# What to produce
Could you return the listing below exactly, with every line intact?

# Provided information
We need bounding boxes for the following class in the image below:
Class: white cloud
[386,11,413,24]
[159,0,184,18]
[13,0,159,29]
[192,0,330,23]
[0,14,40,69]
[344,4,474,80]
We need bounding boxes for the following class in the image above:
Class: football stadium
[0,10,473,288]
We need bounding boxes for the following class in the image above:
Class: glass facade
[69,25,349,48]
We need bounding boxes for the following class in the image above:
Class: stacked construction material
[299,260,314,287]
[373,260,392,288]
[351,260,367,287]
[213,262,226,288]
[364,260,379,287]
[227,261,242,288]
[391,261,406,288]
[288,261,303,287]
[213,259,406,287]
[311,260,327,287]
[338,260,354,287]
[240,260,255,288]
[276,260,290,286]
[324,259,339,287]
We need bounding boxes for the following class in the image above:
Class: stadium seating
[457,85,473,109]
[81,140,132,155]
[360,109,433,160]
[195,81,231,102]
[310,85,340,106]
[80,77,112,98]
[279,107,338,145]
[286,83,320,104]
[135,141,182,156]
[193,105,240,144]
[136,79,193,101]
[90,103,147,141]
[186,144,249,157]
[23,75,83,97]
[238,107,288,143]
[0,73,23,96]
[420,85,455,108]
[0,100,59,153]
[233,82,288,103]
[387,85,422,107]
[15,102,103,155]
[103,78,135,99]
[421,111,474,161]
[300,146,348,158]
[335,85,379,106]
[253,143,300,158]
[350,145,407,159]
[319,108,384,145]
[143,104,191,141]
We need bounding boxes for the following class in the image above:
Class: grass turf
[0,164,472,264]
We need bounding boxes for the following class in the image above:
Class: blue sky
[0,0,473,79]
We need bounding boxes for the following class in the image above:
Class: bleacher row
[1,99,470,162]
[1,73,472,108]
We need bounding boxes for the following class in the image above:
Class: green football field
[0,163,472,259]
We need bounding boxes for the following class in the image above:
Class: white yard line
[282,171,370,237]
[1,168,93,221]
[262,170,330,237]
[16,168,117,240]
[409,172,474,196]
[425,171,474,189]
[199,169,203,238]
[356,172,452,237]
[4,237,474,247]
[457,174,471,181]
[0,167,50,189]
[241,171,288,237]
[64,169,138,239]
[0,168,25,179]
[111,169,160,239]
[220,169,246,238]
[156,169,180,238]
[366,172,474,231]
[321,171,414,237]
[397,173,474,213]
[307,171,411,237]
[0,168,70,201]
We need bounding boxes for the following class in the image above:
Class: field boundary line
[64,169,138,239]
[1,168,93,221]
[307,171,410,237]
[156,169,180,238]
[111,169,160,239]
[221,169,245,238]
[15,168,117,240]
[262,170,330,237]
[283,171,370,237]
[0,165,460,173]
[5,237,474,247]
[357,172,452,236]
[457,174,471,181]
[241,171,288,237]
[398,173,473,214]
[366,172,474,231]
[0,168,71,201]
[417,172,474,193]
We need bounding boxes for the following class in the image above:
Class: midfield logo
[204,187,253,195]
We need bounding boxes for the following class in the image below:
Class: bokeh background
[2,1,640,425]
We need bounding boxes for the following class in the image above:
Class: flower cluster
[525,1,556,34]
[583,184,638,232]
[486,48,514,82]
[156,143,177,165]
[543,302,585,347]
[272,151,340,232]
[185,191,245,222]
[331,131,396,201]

# Reply to the exercise
We need bounding boxes for the following class in the image below:
Class: white cloud
[386,11,413,24]
[159,0,184,18]
[13,0,159,29]
[192,0,330,23]
[0,14,40,69]
[344,4,474,80]
We need bounding boxes for the following class in the image above:
Class: football stadium
[0,10,473,288]
We need bounding boxes for the following class in the image above:
Class: glass facade
[69,25,349,48]
We need bounding boxes for the following class in the image above:
Class: stacked construction material
[299,260,314,287]
[373,260,392,288]
[351,260,367,287]
[213,262,226,288]
[364,260,379,287]
[227,261,242,288]
[391,261,406,288]
[288,261,303,287]
[213,259,406,287]
[311,260,327,287]
[338,260,354,287]
[240,260,255,288]
[276,260,290,286]
[324,259,339,287]
We need bounding boxes for the following class in the image above:
Class: stadium seating
[457,85,473,109]
[81,140,132,155]
[360,109,433,160]
[195,81,231,102]
[310,85,340,106]
[80,77,112,98]
[279,107,338,145]
[286,83,320,104]
[135,141,182,156]
[193,105,240,144]
[136,79,193,101]
[90,103,147,141]
[186,144,249,157]
[23,75,83,97]
[238,107,288,143]
[0,73,23,96]
[420,85,455,108]
[0,100,59,153]
[233,82,288,103]
[387,85,422,107]
[15,102,103,155]
[103,78,135,99]
[421,111,474,161]
[300,146,348,158]
[335,85,379,106]
[253,143,300,158]
[350,145,407,159]
[319,108,384,145]
[143,104,191,141]
We need bounding boxes for the following class in the image above:
Class: grass turf
[0,164,472,264]
We need bounding boxes for the following class in the image above:
Class: blue sky
[0,0,473,79]
We need bounding boxes for the following class in the image above:
Class: bleacher row
[1,99,470,162]
[1,73,472,108]
We need bounding boxes for the following class in the image above:
Class: green football field
[0,163,472,259]
We need bounding boxes for the following class in the image above:
Class: white yard line
[282,171,370,237]
[1,168,93,221]
[262,170,330,237]
[16,168,117,240]
[409,172,474,196]
[425,171,474,189]
[199,169,203,238]
[356,172,452,237]
[4,237,474,247]
[457,174,471,181]
[0,167,50,189]
[241,171,288,237]
[64,169,138,239]
[0,168,25,179]
[111,169,160,239]
[220,169,246,238]
[156,169,180,238]
[366,172,474,231]
[321,171,414,237]
[397,173,474,213]
[307,171,411,237]
[0,168,70,201]
We need bounding boxes for the following class in the image above:
Class: field boundary line
[64,169,138,239]
[1,168,93,221]
[307,171,410,237]
[156,169,180,238]
[111,169,160,239]
[221,169,245,238]
[15,168,117,240]
[262,170,330,237]
[283,171,370,237]
[0,165,460,173]
[5,237,474,247]
[357,172,452,236]
[457,174,471,181]
[241,171,288,237]
[398,173,473,214]
[366,172,474,231]
[0,168,71,201]
[417,172,474,193]
We need bounding boxes for the following class in the image above:
Class: midfield logo
[204,187,253,195]
We need bounding boxes for the following class in the image below:
Class: bokeh background
[2,1,640,425]
We need bounding boxes for the following class in the image above:
Class: flower cluster
[525,1,556,34]
[583,184,638,232]
[486,48,514,82]
[156,143,177,165]
[543,302,585,347]
[272,151,340,232]
[185,191,245,222]
[331,131,396,201]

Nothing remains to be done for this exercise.